— 内容を探る —
[a] 膵疾患の検査所見についての文章にある、番号付きの見出しをすべて挙げてください。
[b] 膵疾患の検査所見についての文章を、最後の文の後から書き継いでください。

---------- 対象テキスト ----------

糖鎖抗原19-9(CA19-9)の軽度上昇を50%に認めますが、胆汁うっ滞に起因すると考えられ、通常は治療経過で低下します。しかし、膵癌合併症例も報告されているので、上昇傾向が続く場合には鑑別が必要です。
2)膵炎
膵酵素の軽度上昇を40〜60%に認めますが、通常は膵炎発作は認めません。
3)糖尿病
ヘモグロビンA1cの低下を50%程度に認め、ステロイド治療後に改善する例も存在しますが、器質的変化をきたした非可逆性の病態も存在しており、ステロイド治療後に憎悪することもあります。
4)膵外分泌不全
BT-PABA(N-benzoyl-L-tyrosyl-p-aminobenzoic acid)試験で70%程度に低下例を認めますが、多くはステロイド治療によって軽快します。しかし、膵石灰化、慢性膵炎の病態に移行した場合には低下します。このような状況では便中エラスターゼ1の低下を認め、外分泌機能評価に有用です。
5)免疫マーカー
・IgG4
・IgE:40%程度に上昇を認めます。好酸球上昇も認められアレルギー機序の関与が考えられます。

---------- 与えられた情報 ----------

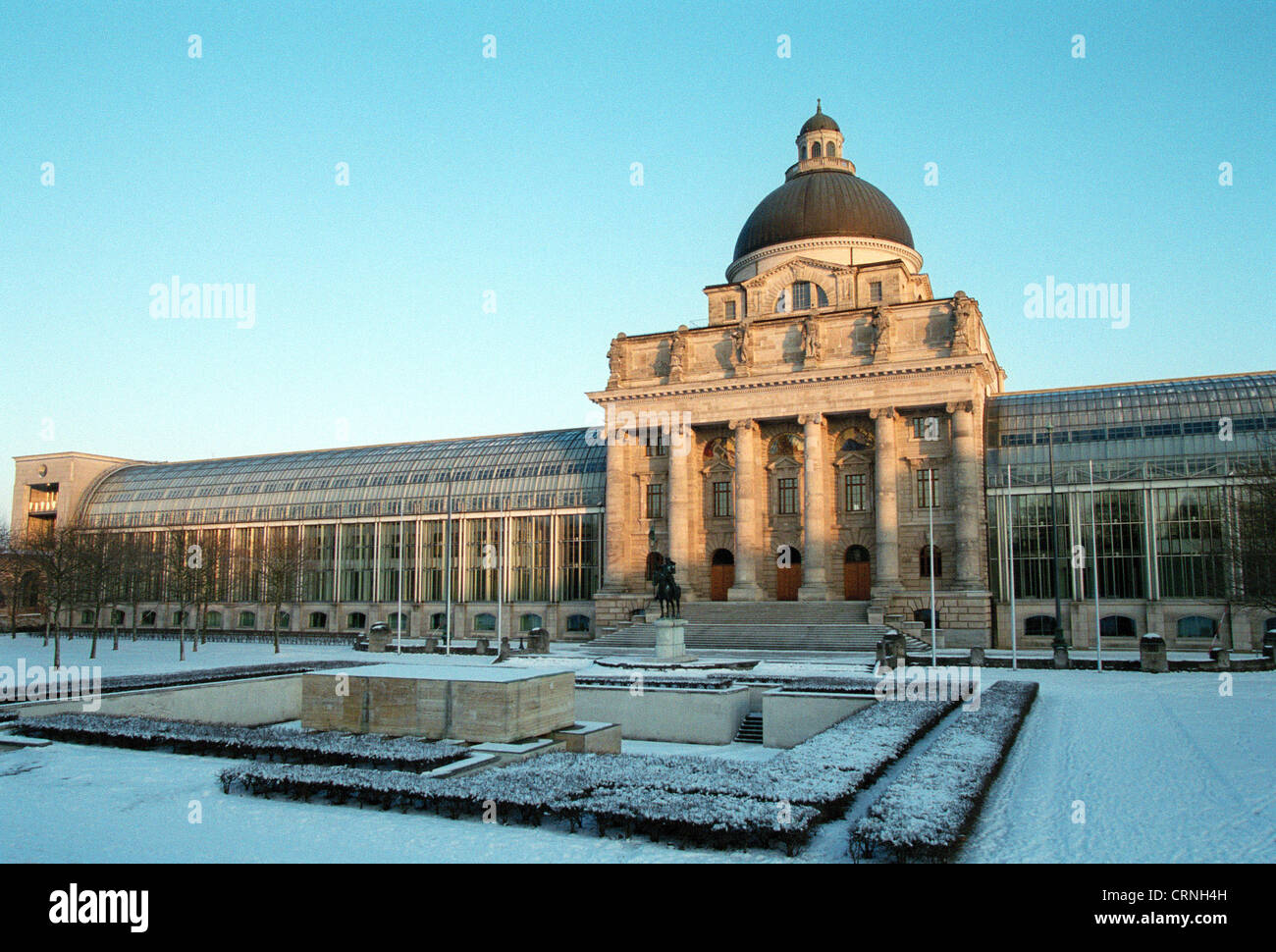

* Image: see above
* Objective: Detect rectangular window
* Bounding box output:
[775,476,798,515]
[918,469,939,509]
[714,480,731,518]
[842,472,869,511]
[794,281,811,310]
[647,483,665,519]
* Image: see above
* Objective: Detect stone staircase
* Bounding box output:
[591,601,930,652]
[735,714,762,744]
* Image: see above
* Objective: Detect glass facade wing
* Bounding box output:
[81,429,607,527]
[985,373,1276,486]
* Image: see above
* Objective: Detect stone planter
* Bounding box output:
[1139,632,1170,674]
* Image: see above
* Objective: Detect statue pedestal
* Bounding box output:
[656,617,694,661]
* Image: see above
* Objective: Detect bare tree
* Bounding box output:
[1225,451,1276,622]
[0,517,28,638]
[265,526,301,655]
[23,522,83,667]
[165,531,204,661]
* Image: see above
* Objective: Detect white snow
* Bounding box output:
[0,637,1276,863]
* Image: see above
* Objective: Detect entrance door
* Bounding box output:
[775,547,801,601]
[842,545,872,601]
[710,549,735,601]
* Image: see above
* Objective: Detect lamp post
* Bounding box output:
[1045,424,1067,649]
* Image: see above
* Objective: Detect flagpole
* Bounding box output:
[1005,463,1020,671]
[395,490,407,655]
[927,467,938,667]
[443,472,452,655]
[1090,459,1104,671]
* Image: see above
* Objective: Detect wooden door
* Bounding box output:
[775,564,801,601]
[710,565,735,601]
[843,561,871,601]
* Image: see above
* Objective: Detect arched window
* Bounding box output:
[1024,615,1054,638]
[1098,615,1135,638]
[1178,615,1219,638]
[647,553,665,582]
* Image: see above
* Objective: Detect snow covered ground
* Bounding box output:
[0,638,1276,863]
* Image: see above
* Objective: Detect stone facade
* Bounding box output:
[590,109,1004,632]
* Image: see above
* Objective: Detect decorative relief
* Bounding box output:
[952,291,979,354]
[668,324,686,383]
[608,335,625,391]
[873,303,894,361]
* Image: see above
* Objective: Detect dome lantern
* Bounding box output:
[790,99,855,175]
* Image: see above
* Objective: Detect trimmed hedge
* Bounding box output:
[220,754,820,856]
[221,701,957,855]
[20,714,466,769]
[850,681,1037,862]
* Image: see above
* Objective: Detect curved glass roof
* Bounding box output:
[985,373,1276,486]
[80,429,608,527]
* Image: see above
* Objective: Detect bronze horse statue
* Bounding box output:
[652,561,683,617]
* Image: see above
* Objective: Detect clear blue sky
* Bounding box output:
[0,0,1276,513]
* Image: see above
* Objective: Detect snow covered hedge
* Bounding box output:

----------

— 期待される出力 —
[a] 膵炎、糖尿病、膵外分泌不全、免疫マーカー

[b]
・抗核抗体(ANA)、リウマチ因子(RF):疾患非特異的な自己抗体である抗核抗体、リウマチ因子の陽性率はそれぞれ30〜60%、30〜40%で、免疫系の活性化状態を反映していると考えられます。
・補体:C3、C4の低下を30〜40%に認め、古典経路(※)による補体活性化の関与が推察されます。
・免疫複合体、可溶性IL-2受容体、β2ミクログロブリンなどのリンパ球活性化マーカーの上昇を認めます。
※古典経路
C1の活性化に始まる経路のこと。体液性免疫の抗体抗原複合体に補体C1が結合することでC1が活性化する。以降も基本的に数字順に活性化するが、C4は例外的に2番目に来る。「C1→C4→C2→C3b→C5b」まで活性化され、あとはC5bにC6〜が次々と結合、最終的にC5b6789にまでなる。